## Texte à lire:
┌──

Les zones de forêts primaires sont de plus en plus rares et relictuelles dans le monde. Elles sont aussi de plus en plus fragmentées et isolées, en particulier dans l’hémisphère nord. L’essentiel des forêts primaires tempérées se trouve en Patagonie (Chili et Argentine), en Tasmanie (Australie), dans l’État de Washington (États-Unis) et en Colombie-Britannique (Canada). A l’ouest du continent eurasiatique, des grandes forêts signalées ou décrites par les auteurs de l’antiquité (Forêt des Ardennes, Forêt Hercynienne), seuls subsistent quelques massifs tels que ceux de Białowieża en Pologne et au Belarus, Perućica (Balkans) en Bosnie-Herzégovine, ainsi que dans l’extrême Nord de la Scandinavie et de la Russie ou sur les reliefs de la Roumanie (Carpates). La laurisylve de Madère a gardé un caractère de forêt primaire par endroits. En France, dont 16,5 millions d’hectares sont boisés (30% du territoire), le total des réserves intégrales, toutes de trop petite taille, ne dépasse pas 1 000 ha. La plus grande, la réserve du Ventron de 300 ha, se situe dans les Hautes Vosges. Francis Hallé signale aussi la présence d’une modeste relique en Bretagne Sud à Clohars-Carnoët. Les trois grands pôles de forêts tropicales primaires sont situés en Amazonie, principalement Brésil, Pérou et Colombie, en République démocratique du Congo (Bassin du Congo) et en Indonésie : à eux trois ils regroupent au moins les deux-tiers des forêts primaires de la planète. Puisque nous avons détruit nos propres forêts primaires pour atteindre ce niveau de richesse matérielle et cette puissance que le reste du monde nous envie, comment pouvons-nous demander aux pays tropicaux de conserver leur nature intacte et de la préserver (avec quels moyens ?) de notre propre prédation ? Quel intérêt auraient-ils de geler des territoires en s’interdisant (et en nous interdisant) d’y porter atteinte ?
Voici comment sont administrés les espaces protégés du Costa Rica.

└──

## Travail à faire:
1. Dans le texte sur les forêts primaires, quelles régions abritent l'essentiel des forêts primaires tempérées ? Donnez-les toutes, avec leur pays.
2. Poursuivez le texte sur les forêts primaires à partir de sa dernière phrase.

## Jeu de données:
┌──

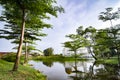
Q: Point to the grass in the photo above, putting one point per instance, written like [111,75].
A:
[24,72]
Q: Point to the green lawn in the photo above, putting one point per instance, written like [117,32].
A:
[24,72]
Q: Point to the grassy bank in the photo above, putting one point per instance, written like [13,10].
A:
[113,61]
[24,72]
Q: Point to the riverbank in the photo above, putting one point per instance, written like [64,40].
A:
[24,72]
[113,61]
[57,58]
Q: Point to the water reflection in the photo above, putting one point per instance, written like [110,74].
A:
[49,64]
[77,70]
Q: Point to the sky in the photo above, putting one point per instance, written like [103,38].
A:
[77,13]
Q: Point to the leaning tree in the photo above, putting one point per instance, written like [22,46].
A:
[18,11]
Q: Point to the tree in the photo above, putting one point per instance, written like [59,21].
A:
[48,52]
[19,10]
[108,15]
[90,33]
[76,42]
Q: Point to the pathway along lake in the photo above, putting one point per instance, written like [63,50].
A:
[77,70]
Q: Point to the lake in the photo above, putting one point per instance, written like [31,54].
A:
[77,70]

└──

## Réponses:
1.
- Patagonie (Chili et Argentine)
- Tasmanie (Australie)
- État de Washington (États-Unis)
- Colombie-Britannique (Canada)

2.
“Quant à la canopée, ce serait la terrasse du huitième étage d’où l’on admire l’île Saint-Louis et les tours de Notre-Dame en pleine lumière, avec les mouettes sur le fleuve et les martinets dans le joli ciel couleur coquille d’huître.”
Parmi les sites intéressants à visiter, Dimitri a choisi l’Hacienda Baru sur la côte Pacifique où nous ne resterons qu’une nuit, faute de place. Nous y rencontrons fortuitement le sympathique propriétaire et fondateur du parc naturel privé, Jack Ewing, alors qu’il effectue sa promenade quotidienne dans sa propriété. Dans la petite boutique où sont accueillis les visiteurs on trouve des objets d’artisanat amérindien et, entre autres bibelots et documentation, un livre qu’il a lui-même écrit, “Monkeys are made of chocolate” (Les singes sont faits en chocolat – disponible uniquement en anglais), qui retrace son expérience originale et ses réflexions sous la forme de petites histoires. Son parcours est original : il emménage en 1970 avec sa femme et sa petite fille de quatre ans à San José, la capitale du Costa Rica, et en 1972, il se rend à l’hacienda Baru où la forêt a été rasée sur la moitié de la propriété pour être remplacée par des pâturages et des rizières, l’autre moitié (170 ha) plus vallonnée étant couverte de forêt pluviale tropicale qui est l’une des dernières grandes réserves forestières de cette partie du pays. Il acquiert le tout et commence à l’exploiter normalement tout en observant de plus en plus attentivement ce qui se passe sur la moitié sauvage du domaine. En 1979, il entreprend la conversion de la propriété agricole qui deviendra dix ans plus tard un Refuge National pour la Vie Sauvage, au statut protégé à l’instar d’un parc national.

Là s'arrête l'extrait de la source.